**Instructions to follow:** Please copy the lines below word for word, keeping every character and line break unchanged.

**Excerpted records:**

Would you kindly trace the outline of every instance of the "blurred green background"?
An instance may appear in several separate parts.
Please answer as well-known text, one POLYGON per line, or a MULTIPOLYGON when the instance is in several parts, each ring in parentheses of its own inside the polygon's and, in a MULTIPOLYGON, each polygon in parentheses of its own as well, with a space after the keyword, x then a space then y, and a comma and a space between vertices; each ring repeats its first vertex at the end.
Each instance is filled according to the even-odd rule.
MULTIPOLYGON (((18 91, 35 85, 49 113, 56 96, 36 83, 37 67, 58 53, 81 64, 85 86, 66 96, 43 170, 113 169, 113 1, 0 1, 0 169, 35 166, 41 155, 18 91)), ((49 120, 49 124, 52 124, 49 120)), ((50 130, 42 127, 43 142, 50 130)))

**Response:**
Would you kindly trace the outline of every instance of the "blurred green background"?
An instance may appear in several separate parts.
Please answer as well-known text, one POLYGON per line, or a MULTIPOLYGON when the instance is in several parts, each ring in parentheses of its own inside the polygon's and, in a MULTIPOLYGON, each polygon in parentheses of its own as well, with a space after the keyword, x then a space then y, and a comma and a space between vertices; each ring repeats its first vertex at the end.
Each instance is filled according to the even-odd rule.
MULTIPOLYGON (((18 91, 35 85, 49 113, 56 96, 36 83, 37 67, 58 53, 81 64, 85 86, 66 96, 43 170, 113 169, 113 1, 0 1, 0 169, 35 166, 41 155, 18 91)), ((49 120, 49 124, 52 124, 49 120)), ((50 130, 42 127, 43 142, 50 130)))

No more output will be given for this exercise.